Excerpt provided:
::::

I am referring to those who condemn the three impeachment complaints filed against the President, and denounce these as having destabilizing effects on the country.  Others even say that those who filed the said complaints are committing an irresponsible act, by pointing out that such would undermine the gains made, the reforms on the way, and the straight path which the political community is now treading, or to which it is now headed.  
 
While many apologists of the President do not see the impeachment prospering by raising, almost gleefully, the point that it is a numbers game, and that the President has enough numbers to block it in the House, and even a more solid number to ensure that it will be dead on arrival in the Senate, if by any rare chance it gets through the watchful and protective eyes of Speaker Belmonte, they nevertheless deride the complainants as troublemakers. For people so sure of the numbers on the side of the President, it is puzzling that some are so worried of a political upheaval that they lose no time demonizing the complaint and maligning the complainants.
 
Yet, these are also the people who fail to see the destabilizing effect of the push to castrate the Supreme Court and ligate the foundational powers of the Constitution as the sole source of all rubrics where the legality of all laws are weighed.  
 
They do not see the political upheaval being whipped when the Chief Executive himself conducts a press conference where he literally challenges the power of the Supreme Court and issues a veiled threat to its members.  
 
They seem to be blind to the destabilizing effects when some members of the Legislature threaten to impeach the Justices, or the softer version of it embodied in moves to weaken the Supreme Court’s independence by redrawing its budgetary autonomy, or by the even softer approach of going around its ruling by redefining the legal terms upon which its judgment was based.

::::

Material provided:
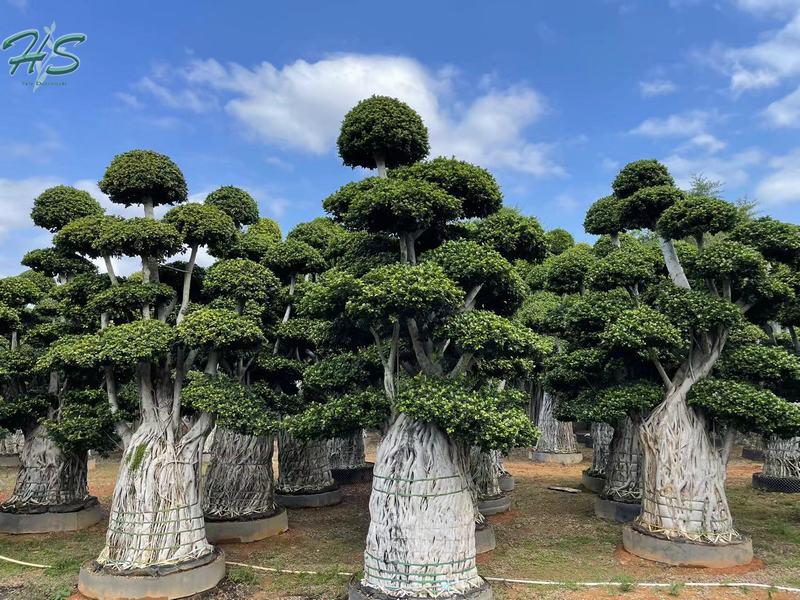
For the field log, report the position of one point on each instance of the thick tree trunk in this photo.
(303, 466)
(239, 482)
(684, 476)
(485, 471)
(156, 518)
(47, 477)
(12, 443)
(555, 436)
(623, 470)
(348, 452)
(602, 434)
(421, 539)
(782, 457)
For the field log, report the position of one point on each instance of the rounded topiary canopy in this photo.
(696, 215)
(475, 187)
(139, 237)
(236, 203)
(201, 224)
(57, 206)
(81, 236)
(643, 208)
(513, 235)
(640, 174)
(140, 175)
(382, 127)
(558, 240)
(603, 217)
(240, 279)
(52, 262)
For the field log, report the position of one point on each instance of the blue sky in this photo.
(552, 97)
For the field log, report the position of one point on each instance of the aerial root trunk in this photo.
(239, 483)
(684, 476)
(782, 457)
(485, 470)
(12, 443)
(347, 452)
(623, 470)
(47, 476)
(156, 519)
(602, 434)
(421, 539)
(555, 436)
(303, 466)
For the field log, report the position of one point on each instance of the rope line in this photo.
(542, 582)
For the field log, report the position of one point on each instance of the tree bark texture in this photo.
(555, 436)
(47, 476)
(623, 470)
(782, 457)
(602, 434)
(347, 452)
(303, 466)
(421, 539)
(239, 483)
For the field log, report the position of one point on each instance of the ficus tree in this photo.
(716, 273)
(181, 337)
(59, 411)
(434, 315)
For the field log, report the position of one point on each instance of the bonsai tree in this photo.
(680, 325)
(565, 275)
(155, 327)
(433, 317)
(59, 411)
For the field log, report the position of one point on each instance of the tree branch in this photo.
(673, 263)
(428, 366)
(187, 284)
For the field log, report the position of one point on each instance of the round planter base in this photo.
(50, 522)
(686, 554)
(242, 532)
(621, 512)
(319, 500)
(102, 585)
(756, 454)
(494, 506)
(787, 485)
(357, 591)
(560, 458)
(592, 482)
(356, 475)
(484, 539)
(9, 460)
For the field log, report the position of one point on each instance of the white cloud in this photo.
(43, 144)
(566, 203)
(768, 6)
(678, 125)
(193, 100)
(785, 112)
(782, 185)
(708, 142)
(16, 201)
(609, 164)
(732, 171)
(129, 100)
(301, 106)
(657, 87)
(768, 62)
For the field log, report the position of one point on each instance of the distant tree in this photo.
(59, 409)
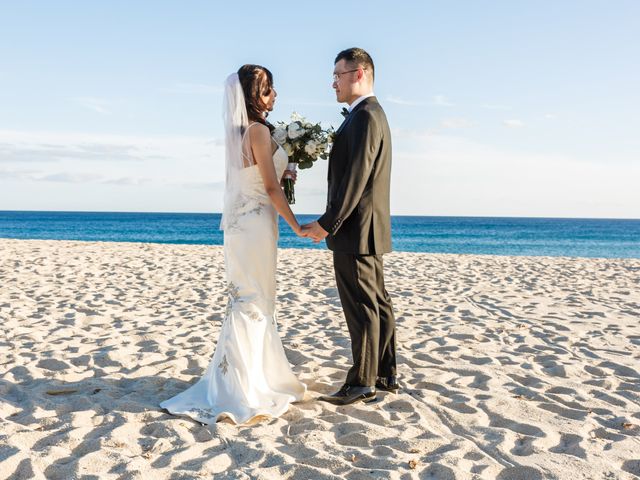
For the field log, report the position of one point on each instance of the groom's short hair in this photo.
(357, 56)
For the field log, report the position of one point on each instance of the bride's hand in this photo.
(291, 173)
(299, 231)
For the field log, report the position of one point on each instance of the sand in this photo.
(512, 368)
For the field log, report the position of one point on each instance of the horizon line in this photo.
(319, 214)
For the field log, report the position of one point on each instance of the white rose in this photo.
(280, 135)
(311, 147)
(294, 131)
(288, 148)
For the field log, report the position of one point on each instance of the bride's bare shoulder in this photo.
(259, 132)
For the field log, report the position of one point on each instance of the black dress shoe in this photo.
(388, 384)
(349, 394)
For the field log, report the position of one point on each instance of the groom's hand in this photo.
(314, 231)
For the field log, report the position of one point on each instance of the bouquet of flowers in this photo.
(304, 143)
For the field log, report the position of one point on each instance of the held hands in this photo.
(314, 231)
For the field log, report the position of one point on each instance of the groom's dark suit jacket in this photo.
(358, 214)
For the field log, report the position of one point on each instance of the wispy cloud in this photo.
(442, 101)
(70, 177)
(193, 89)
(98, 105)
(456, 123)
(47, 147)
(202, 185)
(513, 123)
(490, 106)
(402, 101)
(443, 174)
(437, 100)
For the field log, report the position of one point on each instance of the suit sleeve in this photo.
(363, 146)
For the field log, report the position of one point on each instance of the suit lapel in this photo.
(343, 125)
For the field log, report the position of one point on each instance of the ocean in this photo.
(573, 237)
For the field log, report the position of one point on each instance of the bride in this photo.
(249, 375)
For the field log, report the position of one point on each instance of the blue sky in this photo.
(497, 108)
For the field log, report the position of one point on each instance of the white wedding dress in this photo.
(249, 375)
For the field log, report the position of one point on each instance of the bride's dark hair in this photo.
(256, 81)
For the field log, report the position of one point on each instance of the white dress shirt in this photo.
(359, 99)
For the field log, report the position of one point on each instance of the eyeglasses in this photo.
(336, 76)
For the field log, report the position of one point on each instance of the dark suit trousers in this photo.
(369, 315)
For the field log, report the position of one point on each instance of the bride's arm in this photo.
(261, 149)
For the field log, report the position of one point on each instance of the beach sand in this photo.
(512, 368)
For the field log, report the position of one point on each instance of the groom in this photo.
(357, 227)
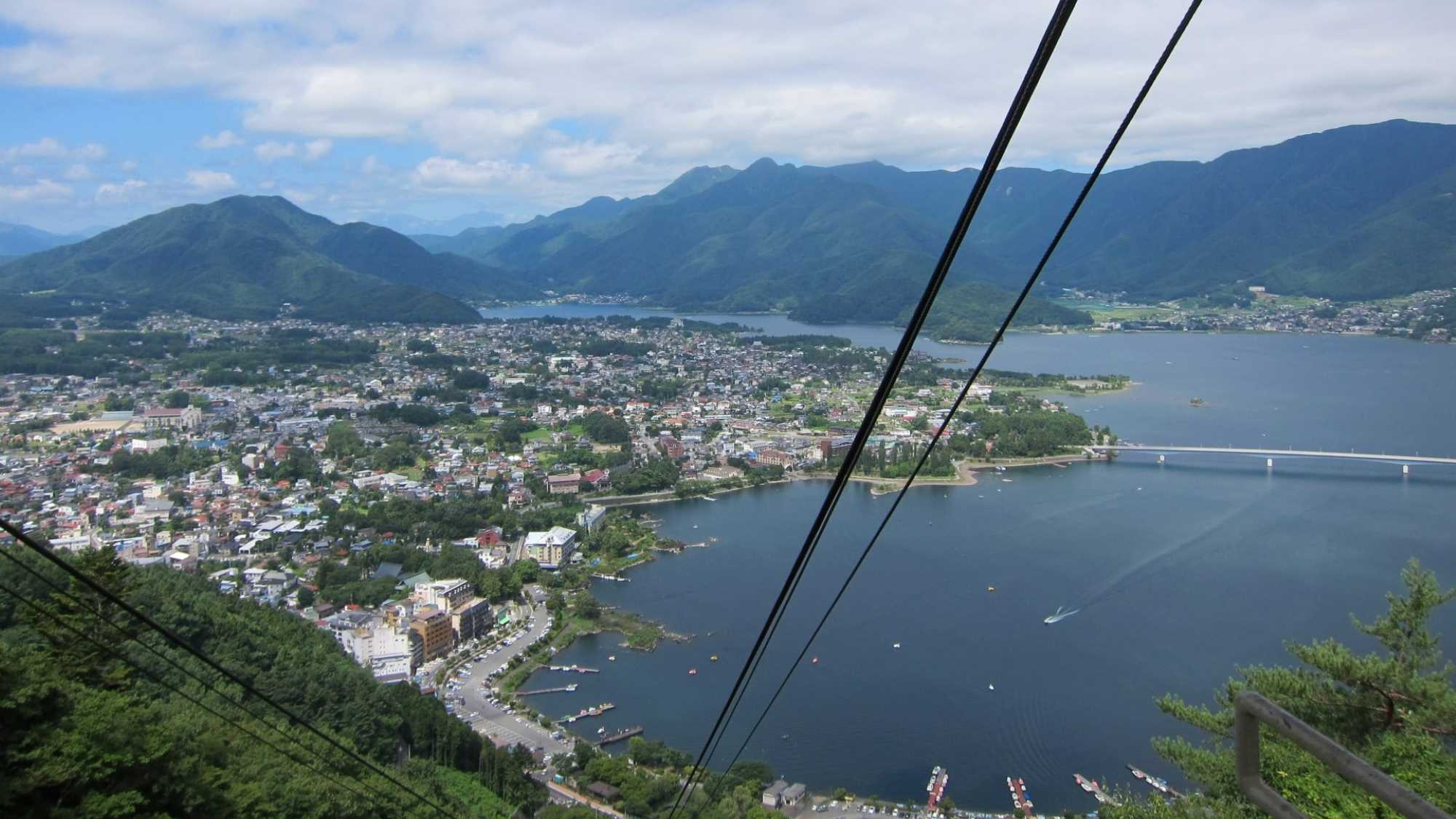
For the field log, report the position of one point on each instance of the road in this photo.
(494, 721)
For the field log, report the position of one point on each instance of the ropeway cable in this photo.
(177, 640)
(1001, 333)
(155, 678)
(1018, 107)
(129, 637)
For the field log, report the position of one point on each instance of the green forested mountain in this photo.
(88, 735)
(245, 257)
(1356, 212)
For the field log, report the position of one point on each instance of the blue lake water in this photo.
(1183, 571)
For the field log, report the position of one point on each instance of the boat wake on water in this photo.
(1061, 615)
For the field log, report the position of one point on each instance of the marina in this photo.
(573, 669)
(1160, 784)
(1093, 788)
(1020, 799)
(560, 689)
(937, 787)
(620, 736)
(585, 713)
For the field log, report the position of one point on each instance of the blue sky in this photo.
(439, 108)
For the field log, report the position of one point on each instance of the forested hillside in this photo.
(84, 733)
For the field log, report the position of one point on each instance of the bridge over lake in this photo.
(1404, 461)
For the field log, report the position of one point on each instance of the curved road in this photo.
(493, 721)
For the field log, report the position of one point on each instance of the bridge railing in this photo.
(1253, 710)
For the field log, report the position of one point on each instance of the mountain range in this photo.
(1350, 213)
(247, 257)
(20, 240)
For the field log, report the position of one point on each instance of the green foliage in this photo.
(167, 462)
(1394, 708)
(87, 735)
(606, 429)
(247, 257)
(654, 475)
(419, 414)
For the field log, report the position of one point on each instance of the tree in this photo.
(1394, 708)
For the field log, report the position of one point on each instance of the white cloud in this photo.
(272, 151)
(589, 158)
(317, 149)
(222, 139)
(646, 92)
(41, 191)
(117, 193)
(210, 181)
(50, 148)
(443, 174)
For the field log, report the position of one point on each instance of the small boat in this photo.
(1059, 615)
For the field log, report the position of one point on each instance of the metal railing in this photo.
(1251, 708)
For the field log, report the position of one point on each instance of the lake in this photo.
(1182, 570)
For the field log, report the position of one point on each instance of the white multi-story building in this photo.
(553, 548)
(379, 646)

::::

Objective 1:
Answer these from the commentary:
(a) How many impeachment complaints were filed against the President?
(b) Whose watchful and protective eyes would the impeachment have to get through in the House?
(c) At what kind of event does the Chief Executive challenge the power of the Supreme Court?
Objective 2: Reproduce everything in the commentary from "They do not" down to "to its members.".
The data come from a separate source.

Written answer 1:
(a) Three.
(b) Speaker Belmonte's.
(c) A press conference.

Written answer 2:
They do not see the political upheaval being whipped when the Chief Executive himself conducts a press conference where he literally challenges the power of the Supreme Court and issues a veiled threat to its members.